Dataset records
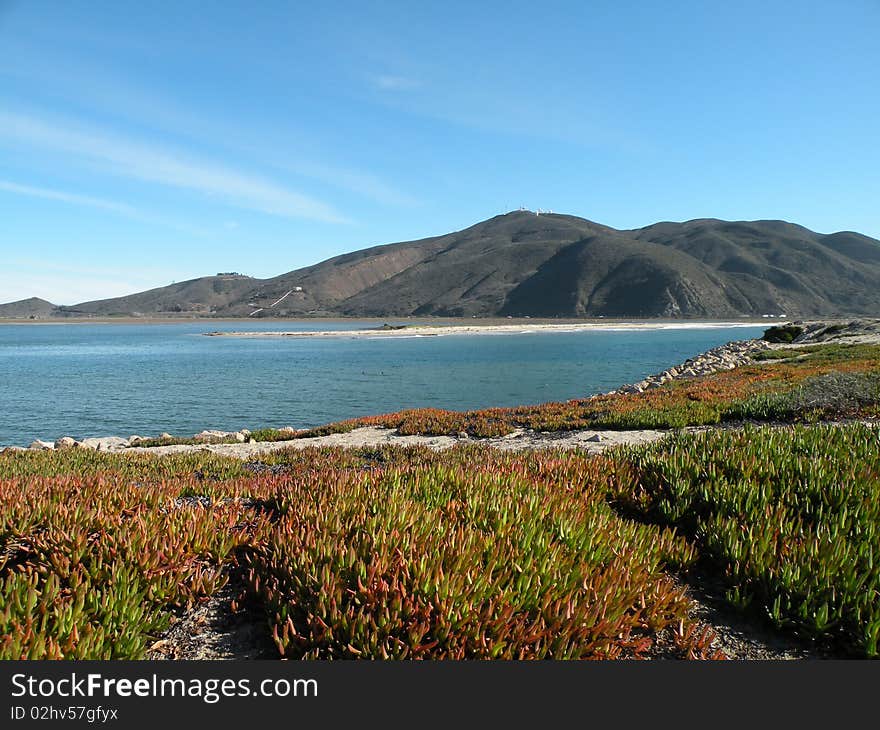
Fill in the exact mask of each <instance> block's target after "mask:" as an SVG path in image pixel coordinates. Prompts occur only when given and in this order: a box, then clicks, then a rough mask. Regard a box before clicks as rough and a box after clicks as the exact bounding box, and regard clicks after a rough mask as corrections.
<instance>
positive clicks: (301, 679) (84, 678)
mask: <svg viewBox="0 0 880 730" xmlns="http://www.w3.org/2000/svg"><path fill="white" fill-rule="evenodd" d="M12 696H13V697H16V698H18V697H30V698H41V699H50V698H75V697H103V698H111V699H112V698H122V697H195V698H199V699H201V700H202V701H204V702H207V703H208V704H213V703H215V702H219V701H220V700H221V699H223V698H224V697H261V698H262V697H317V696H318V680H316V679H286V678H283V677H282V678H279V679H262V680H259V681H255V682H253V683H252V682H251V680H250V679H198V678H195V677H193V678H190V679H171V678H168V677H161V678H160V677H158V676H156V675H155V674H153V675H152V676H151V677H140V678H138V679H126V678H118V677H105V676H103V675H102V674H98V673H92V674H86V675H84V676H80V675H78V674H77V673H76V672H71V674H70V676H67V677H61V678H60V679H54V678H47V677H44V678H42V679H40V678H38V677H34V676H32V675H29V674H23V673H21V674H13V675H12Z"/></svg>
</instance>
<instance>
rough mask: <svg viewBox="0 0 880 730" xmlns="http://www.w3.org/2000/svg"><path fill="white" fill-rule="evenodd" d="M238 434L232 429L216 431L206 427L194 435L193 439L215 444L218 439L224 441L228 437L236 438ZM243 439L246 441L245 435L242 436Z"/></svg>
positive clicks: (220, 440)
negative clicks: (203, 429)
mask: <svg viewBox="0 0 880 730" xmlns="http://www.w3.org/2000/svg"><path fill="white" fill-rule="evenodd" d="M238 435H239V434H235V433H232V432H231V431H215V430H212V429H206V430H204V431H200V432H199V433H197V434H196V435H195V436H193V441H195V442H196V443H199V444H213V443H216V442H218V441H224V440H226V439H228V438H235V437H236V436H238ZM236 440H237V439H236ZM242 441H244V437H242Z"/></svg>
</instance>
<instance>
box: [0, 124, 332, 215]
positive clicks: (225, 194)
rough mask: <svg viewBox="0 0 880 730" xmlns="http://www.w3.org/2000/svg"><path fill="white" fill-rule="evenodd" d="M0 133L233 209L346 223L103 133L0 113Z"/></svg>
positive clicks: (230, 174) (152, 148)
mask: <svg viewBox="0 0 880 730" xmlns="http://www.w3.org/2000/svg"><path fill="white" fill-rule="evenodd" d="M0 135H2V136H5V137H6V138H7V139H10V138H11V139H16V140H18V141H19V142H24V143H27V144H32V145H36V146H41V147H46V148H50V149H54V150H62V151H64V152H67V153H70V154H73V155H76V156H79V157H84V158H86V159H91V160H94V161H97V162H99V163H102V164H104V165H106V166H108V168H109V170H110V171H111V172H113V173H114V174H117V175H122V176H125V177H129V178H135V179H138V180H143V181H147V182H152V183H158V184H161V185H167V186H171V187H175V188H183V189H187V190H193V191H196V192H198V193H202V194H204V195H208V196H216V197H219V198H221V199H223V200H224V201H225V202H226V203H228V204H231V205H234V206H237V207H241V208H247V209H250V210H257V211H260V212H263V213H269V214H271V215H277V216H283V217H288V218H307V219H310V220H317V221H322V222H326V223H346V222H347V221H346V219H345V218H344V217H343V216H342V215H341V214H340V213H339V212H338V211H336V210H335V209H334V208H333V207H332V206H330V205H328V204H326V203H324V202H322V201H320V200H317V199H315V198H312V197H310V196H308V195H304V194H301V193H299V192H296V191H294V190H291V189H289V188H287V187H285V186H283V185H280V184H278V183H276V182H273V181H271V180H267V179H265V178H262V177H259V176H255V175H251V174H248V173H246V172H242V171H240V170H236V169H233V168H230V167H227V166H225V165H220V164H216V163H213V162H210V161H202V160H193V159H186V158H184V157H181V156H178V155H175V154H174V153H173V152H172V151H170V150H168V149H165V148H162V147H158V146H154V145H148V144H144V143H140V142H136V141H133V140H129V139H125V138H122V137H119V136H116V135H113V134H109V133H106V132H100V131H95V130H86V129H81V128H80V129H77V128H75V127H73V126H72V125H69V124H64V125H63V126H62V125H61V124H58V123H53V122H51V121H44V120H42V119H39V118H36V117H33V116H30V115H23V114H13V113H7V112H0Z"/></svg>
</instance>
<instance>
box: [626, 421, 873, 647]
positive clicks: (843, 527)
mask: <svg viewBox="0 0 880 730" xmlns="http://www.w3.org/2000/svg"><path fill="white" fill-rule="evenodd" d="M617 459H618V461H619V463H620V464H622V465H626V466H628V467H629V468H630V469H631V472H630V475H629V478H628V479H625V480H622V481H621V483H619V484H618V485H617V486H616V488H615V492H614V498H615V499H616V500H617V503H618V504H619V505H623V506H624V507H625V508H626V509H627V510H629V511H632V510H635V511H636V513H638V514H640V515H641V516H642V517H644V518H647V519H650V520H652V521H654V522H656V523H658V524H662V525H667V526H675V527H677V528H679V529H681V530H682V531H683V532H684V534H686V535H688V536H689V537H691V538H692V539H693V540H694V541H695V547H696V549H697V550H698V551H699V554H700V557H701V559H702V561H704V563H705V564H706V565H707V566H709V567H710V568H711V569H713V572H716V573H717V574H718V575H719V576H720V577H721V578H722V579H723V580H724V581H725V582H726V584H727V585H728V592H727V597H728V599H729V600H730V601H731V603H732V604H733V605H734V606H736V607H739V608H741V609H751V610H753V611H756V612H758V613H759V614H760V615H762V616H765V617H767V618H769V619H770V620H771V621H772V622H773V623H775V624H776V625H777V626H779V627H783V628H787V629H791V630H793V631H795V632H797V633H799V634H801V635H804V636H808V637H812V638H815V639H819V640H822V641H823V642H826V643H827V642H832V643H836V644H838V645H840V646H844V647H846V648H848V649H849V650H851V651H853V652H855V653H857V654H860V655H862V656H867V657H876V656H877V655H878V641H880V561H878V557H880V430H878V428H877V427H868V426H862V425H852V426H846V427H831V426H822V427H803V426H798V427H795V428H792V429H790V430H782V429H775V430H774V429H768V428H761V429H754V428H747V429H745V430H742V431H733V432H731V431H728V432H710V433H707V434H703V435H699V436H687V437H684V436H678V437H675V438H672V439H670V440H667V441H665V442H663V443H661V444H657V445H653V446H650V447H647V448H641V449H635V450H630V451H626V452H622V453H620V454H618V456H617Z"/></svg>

==

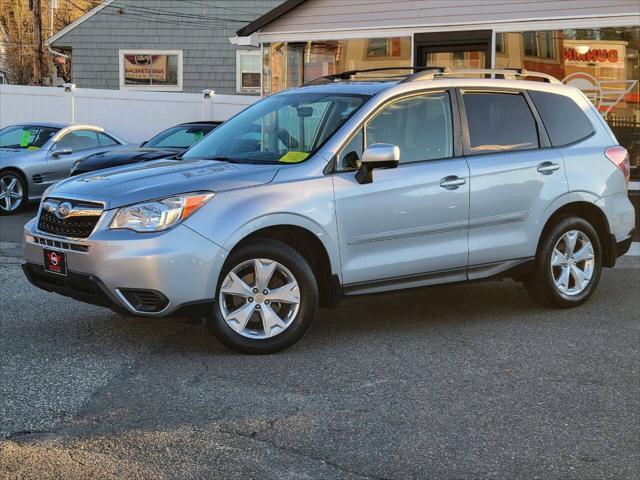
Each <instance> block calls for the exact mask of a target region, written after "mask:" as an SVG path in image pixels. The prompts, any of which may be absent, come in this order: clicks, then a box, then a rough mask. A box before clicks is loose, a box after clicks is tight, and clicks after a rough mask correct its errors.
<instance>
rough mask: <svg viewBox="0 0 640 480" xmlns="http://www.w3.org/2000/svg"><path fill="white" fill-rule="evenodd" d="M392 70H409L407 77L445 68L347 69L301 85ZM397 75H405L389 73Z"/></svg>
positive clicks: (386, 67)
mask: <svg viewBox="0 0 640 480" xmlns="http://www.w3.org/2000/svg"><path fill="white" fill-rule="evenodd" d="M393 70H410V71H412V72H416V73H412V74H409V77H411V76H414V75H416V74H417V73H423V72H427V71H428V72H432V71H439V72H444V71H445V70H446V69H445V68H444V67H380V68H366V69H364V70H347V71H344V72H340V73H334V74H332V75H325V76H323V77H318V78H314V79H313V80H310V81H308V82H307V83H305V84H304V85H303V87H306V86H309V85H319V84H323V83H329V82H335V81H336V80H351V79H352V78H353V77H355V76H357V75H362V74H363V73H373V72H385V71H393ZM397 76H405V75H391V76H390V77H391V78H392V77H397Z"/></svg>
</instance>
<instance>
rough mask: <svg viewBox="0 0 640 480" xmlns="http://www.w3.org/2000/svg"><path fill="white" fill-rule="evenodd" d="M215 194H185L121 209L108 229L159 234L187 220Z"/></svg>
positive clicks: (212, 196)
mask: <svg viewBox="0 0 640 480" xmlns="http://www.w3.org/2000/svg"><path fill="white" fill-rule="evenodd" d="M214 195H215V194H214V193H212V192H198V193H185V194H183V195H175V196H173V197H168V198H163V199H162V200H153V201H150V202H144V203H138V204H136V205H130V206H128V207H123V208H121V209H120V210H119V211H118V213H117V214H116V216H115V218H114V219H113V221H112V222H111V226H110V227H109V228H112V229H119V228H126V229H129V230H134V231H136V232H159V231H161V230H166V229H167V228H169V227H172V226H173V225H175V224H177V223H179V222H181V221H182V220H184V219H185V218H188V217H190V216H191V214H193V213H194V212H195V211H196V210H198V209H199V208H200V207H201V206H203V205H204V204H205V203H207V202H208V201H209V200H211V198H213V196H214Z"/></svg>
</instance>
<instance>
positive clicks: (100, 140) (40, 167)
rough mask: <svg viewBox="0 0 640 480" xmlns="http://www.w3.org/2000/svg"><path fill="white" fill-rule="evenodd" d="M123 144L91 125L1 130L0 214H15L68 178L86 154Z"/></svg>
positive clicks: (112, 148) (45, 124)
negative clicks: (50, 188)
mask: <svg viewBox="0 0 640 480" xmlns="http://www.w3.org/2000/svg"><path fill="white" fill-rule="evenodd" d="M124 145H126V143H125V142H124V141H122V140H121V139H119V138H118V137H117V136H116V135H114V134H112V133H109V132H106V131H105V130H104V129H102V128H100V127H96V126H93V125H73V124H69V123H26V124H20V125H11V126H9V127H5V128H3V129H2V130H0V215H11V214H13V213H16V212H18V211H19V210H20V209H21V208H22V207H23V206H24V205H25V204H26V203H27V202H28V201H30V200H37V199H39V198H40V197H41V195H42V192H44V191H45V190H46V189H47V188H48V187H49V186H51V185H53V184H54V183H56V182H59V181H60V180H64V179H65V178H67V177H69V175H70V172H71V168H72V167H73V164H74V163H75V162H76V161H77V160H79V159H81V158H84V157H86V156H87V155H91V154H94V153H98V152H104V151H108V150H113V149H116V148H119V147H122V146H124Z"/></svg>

...

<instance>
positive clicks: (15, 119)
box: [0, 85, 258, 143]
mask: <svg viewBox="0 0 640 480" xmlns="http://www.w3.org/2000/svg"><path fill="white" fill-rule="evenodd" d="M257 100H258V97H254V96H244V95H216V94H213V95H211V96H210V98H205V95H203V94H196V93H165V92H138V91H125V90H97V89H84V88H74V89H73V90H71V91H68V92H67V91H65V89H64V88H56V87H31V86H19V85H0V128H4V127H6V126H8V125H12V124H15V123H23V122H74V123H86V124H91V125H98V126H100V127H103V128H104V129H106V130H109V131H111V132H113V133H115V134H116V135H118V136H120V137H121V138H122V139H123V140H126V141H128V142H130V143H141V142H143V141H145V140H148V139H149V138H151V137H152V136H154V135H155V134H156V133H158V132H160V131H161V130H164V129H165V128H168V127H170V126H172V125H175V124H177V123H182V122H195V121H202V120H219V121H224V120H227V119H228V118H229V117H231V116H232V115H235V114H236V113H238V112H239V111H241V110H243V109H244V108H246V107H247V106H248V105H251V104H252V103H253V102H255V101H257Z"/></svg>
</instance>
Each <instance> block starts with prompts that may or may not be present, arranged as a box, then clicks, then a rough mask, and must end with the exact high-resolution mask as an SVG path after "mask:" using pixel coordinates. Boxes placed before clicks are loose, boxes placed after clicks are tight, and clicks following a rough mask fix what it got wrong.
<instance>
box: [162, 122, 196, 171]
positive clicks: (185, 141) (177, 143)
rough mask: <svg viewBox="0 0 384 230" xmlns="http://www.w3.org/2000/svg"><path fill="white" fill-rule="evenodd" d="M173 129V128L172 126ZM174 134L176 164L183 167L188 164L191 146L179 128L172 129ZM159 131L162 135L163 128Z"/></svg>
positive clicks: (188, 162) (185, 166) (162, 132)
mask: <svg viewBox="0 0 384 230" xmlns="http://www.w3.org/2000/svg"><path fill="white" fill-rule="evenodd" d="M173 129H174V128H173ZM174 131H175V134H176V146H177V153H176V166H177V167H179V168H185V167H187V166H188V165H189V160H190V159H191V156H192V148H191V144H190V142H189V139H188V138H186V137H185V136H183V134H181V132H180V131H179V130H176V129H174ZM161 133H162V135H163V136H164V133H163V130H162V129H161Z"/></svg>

Description of the task ▸
Rewrite the stretch of data from the line containing "Fill in the" through the line containing "positive clicks: (301, 679) (84, 678)", replacing "target" with "object" and changing nothing else. Return only those lines.

Result of this exercise ▸
Fill in the exact mask of each <instance> block's object after "mask:" as an SVG path in image pixel coordinates. Prompts occur only when given and in this order: a box, then clicks, then a rough mask. Regard a box before clicks as rough and a box after clicks as the exact bounding box, and regard clicks after a rough mask as corrections.
<instance>
positive clicks: (301, 679) (84, 678)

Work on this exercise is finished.